* PAGE TEXT
= = = = =
Girls suck at math and boys can't read.

Studies prove there is a gender gap in reading and math. But a new study tells us it's not a biological fact, but one of social conditioning based in gender inequality.

This matters because we have limited control over biological factors, but we can seriously effect our childrens' social conditioning.

The Organization for Economic Co-Operation and Development conducted a Programme for Internatinal Student Assessment (PISA) performance study of 400,000 15 year olds in math, science, reading, and problem solving. Their main intent was to discover science aptitude, which we discussed here on So Sioux Me yesterday.

The most significant part of the findings for me was that girls are performing on par with boys, but experience much lower confidence in their science abilities to male counterparts. As a parent that encourages me to build confidence in the scientific area.

In the areas of reading and math however, boys and girls had significantly different scores.

Girls Suck at Math


However, the study indicates a sociological disparity in math scores as opposed to a genetic one.
= = = = =
* INFORMATION GIVEN
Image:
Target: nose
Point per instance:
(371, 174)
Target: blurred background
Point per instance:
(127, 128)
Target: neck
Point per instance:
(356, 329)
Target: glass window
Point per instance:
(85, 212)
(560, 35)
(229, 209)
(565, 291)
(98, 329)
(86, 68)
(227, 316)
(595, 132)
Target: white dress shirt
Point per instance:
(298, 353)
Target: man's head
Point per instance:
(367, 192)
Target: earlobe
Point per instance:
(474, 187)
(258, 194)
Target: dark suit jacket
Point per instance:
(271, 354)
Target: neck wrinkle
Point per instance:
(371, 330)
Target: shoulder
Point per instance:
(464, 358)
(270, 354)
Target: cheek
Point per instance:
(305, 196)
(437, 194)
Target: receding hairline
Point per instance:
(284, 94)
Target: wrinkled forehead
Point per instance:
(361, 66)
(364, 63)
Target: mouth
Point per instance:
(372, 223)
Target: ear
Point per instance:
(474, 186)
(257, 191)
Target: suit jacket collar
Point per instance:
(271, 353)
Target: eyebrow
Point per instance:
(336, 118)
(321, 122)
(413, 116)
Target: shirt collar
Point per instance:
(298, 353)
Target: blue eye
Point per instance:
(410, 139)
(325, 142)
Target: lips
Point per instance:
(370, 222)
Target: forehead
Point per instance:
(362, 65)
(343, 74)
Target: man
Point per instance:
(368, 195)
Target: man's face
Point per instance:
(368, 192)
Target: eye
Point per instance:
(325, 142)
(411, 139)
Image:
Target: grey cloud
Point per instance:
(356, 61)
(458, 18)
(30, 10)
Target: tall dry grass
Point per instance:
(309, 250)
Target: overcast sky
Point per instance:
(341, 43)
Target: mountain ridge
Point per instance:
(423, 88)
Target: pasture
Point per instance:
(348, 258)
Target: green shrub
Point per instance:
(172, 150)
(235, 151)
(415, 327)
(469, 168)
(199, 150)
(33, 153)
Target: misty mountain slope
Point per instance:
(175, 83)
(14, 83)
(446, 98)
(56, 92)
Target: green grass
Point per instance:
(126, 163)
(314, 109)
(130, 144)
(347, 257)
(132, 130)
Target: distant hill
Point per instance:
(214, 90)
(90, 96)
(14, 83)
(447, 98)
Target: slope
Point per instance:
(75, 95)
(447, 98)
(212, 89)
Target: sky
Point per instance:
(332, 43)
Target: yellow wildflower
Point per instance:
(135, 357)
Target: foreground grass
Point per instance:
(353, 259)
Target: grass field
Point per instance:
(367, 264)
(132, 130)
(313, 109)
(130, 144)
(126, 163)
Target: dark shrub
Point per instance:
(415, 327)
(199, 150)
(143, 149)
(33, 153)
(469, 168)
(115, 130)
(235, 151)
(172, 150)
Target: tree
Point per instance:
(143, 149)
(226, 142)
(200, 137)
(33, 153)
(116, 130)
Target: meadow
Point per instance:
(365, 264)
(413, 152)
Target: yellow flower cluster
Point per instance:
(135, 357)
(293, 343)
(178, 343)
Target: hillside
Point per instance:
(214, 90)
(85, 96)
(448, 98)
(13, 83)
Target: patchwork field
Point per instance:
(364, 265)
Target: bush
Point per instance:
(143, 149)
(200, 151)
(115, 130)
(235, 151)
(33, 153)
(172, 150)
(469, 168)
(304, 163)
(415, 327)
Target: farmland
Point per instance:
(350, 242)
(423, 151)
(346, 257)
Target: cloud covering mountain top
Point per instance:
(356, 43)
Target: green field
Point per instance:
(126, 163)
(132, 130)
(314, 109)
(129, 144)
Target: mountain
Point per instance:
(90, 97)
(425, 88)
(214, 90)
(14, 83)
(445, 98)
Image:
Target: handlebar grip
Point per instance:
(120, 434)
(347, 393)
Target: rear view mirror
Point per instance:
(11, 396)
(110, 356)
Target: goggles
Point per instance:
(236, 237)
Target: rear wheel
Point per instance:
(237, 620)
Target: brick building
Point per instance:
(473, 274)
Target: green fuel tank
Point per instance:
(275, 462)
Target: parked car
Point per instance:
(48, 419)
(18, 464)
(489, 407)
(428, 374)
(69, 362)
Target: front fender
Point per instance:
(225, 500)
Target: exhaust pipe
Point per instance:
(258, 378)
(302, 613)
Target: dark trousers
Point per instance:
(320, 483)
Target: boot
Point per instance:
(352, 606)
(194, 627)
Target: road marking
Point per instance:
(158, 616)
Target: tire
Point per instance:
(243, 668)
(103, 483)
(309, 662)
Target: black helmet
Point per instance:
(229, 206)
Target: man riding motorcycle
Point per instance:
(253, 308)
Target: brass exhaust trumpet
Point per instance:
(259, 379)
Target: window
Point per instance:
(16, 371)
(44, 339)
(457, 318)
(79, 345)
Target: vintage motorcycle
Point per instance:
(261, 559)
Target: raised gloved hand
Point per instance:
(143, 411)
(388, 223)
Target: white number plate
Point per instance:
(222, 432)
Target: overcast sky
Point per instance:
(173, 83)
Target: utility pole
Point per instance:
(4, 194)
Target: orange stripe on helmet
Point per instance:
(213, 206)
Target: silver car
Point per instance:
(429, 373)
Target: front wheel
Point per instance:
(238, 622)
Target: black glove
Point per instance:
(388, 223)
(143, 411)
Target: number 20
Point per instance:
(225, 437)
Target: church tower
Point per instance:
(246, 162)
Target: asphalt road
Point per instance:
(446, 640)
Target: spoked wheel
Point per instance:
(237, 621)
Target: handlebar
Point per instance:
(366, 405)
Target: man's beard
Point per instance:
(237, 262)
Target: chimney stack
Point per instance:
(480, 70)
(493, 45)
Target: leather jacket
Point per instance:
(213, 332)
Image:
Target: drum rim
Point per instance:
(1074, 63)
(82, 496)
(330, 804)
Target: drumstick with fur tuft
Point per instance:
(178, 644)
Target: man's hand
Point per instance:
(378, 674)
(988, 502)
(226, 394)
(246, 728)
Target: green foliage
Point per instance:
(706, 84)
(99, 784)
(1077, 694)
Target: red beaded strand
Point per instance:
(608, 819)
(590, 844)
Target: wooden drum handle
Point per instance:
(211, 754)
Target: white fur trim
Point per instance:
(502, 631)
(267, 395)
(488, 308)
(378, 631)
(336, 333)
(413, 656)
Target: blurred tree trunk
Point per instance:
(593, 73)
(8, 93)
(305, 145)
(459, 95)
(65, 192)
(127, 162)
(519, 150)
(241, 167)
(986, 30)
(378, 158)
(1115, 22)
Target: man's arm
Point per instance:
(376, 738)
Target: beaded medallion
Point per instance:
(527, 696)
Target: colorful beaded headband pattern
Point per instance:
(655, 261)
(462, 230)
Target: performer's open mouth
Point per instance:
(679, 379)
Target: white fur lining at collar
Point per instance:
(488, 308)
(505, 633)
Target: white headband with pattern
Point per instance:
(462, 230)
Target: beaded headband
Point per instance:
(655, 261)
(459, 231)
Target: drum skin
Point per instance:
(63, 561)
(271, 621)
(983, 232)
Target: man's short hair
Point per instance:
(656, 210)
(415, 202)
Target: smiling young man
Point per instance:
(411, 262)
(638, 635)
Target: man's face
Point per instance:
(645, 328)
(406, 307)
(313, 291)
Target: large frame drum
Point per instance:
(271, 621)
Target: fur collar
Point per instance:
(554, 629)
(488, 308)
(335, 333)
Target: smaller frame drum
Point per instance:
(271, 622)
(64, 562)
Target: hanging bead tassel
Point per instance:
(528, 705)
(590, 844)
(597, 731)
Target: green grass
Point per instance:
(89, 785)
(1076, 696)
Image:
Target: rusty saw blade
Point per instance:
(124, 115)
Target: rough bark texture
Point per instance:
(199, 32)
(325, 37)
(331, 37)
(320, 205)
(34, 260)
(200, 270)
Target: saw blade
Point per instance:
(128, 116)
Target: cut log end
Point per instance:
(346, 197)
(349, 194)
= = = = =
* TASK SET
1 - Answer from the blog post on the gender gap in reading and math:
(a) How many 15-year-olds took part in the performance study?
(b) Which organization conducted the study?
(c) How did girls' confidence in their science abilities compare with that of boys?
2 - Transcribe the blog post word for word, everything from "Studies prove there" down to "in gender inequality.".
The material has no connection to the text.

* TASK ANSWERS
1 -
(a) 400,000.
(b) The Organization for Economic Co-Operation and Development.
(c) It was much lower, even though girls performed on par with boys.

2 -
Studies prove there is a gender gap in reading and math. But a new study tells us it's not a biological fact, but one of social conditioning based in gender inequality.